* **Problem description**: Output the entries below exactly as written, omitting pictures.

++++ Material to process ++++

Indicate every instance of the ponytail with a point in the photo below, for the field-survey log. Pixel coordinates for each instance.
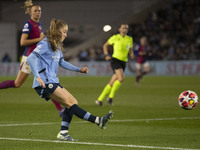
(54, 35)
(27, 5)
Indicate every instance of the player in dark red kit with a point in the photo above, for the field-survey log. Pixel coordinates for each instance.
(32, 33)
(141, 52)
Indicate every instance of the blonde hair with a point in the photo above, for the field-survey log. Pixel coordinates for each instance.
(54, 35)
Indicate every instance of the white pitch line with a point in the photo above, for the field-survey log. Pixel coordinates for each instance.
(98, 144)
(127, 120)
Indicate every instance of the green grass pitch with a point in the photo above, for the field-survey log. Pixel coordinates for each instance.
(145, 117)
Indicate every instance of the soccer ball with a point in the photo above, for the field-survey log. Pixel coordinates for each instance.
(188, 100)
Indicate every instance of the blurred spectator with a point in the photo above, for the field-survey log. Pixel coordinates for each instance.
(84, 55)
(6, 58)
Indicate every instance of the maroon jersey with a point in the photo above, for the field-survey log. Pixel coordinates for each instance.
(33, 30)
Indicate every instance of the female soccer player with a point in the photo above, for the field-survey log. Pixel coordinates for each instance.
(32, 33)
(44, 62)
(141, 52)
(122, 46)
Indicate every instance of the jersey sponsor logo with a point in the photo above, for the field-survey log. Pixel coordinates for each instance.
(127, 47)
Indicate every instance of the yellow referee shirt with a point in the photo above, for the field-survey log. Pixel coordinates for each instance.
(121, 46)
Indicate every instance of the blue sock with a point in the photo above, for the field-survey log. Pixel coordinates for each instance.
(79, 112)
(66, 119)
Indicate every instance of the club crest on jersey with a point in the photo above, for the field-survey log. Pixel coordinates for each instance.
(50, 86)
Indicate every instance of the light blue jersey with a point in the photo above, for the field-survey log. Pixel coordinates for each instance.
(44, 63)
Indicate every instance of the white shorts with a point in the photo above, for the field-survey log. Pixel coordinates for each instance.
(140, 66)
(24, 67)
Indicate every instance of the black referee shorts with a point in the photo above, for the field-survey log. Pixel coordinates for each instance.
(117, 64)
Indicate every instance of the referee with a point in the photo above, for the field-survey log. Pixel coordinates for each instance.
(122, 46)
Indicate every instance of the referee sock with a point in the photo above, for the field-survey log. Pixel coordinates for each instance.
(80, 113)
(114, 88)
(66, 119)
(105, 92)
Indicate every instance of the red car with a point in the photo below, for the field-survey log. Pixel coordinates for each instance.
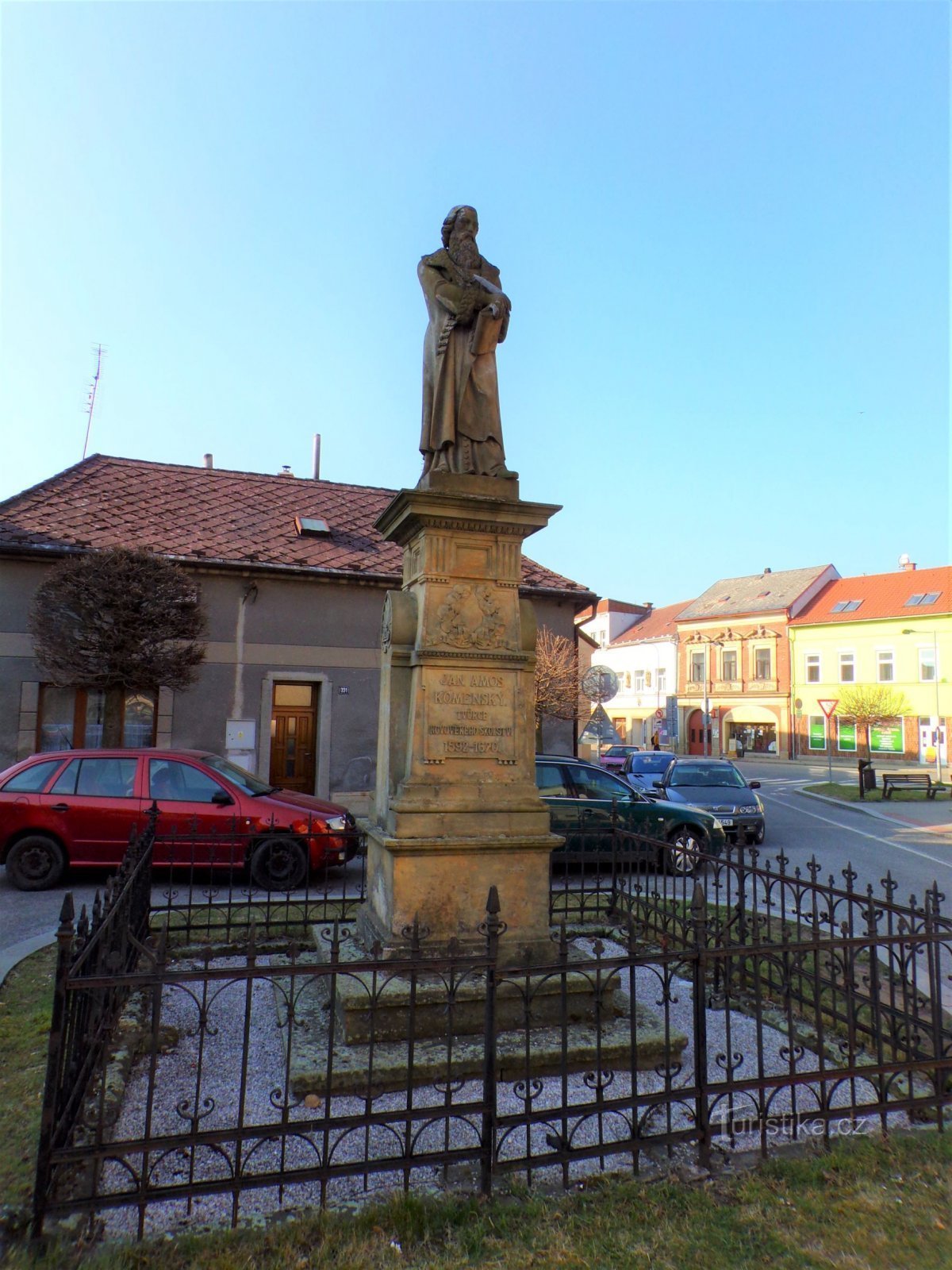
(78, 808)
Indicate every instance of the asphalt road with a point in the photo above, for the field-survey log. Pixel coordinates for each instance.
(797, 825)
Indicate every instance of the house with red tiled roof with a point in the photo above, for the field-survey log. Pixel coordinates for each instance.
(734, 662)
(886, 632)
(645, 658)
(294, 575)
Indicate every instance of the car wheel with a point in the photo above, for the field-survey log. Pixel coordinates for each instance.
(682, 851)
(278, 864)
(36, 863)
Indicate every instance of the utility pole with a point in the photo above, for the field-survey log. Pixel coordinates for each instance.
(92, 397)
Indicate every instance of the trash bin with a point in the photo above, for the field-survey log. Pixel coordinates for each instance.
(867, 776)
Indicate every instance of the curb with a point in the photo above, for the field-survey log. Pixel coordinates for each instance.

++++

* **Exercise answer**:
Indicate every instance of the ponytail with a point in the photo below, for the field-survey log. Pixel coordinates for each instance.
(54, 35)
(27, 5)
Indicate every instance of the player in dark red kit with a point in the photo above, for the field-survey log. Pixel coordinates for each instance.
(32, 33)
(141, 52)
Indicate every instance of the blonde hair with a point in the photo above, for the field-survey log. Pixel coordinates for each instance.
(54, 35)
Indicate every instance of the white pitch line with a point in the photo above, for the field-survey log. Pixel coordinates for each instance.
(98, 144)
(127, 120)
Indicate every instance of the green grass pitch with a point in the photo above, for the field-survey log. Pixel coordinates for each instance.
(145, 117)
Indicate every instance of the soccer ball with a point in the photo above, for the field-survey log. Pixel coordinates for each instance.
(188, 100)
Indicate every instance of the blurred spectator with a point in the photo above, for the field-survey log. Pixel coordinates for each instance.
(84, 55)
(6, 58)
Indicate every instance of the maroon jersey with a point in the photo above, for the field-survey log. Pixel coordinates for each instance.
(33, 30)
Indicate every instance of the female soccer player with a point in the photo above, for the field-survey log. Pixel coordinates for each instance.
(32, 33)
(44, 62)
(141, 52)
(122, 46)
Indicate every instance of the jersey sponsor logo with a point in the photo above, for the field-survey log. Pixel coordinates for each instance.
(127, 47)
Indicate every instance of the yellow referee shirt with a point in the photo above, for the field-survey log. Pixel coordinates for each instance.
(121, 46)
Indicate every instance of the blue sock with a point in the photo above, for the field-survey log. Pixel coordinates for each instance.
(79, 112)
(66, 119)
Indicate every instance of the club crest on jersey with a point in the photo above, for the field-survey log. Pixel coordinates for each instance.
(50, 86)
Indicate every instance of the light blue jersey with a point in the photo above, for the field-survey log. Pixel coordinates for each instance.
(44, 63)
Indicate every instance of the white shorts with a point in the photo above, for the field-survey log. Pixel coordinates for each instance.
(140, 66)
(24, 67)
Indicate every instance of the black referee shorts with a point in the photo above, for the field-survey log. Pixel coordinates for each instance.
(117, 64)
Indicate every instance of the referee with a point in the photo above, for the field-survey log. Pixel coordinates for each instance.
(122, 46)
Indicate every instance of the referee sock with a point in the photo above, for the field-survey log. Pixel coordinates for each instance.
(80, 113)
(114, 88)
(66, 119)
(105, 92)
Indicate every instance of the red car with a point in the photo below, for the field-survey log. Pixel coordinates for each instance.
(78, 808)
Indicate every instance of the asphalt road with a point in the photo above, for the field-survey log. Pixel coordinates for each instance.
(797, 825)
Indicate every instance of the house with red tiled roof with a point in the photo above, for the field-survey log. Pixel coordinates for each instance.
(734, 662)
(886, 632)
(645, 658)
(294, 575)
Indicate every instance of the car wheel with a point in the photo above, for the field-survey log. Pixel coordinates for each instance.
(682, 851)
(278, 864)
(36, 863)
Indicate every instance of the utility pole with a point in the photo above, for the field-survey log. Pixel coordinates for each instance.
(92, 397)
Indicate every instance of the trash bin with a point in the photo above, for the field-survey log. Pixel coordinates for each instance.
(867, 776)
Indicate every instance of the curb with a point in the photo above, for the field-survey log. Pixel coordinates for each instance.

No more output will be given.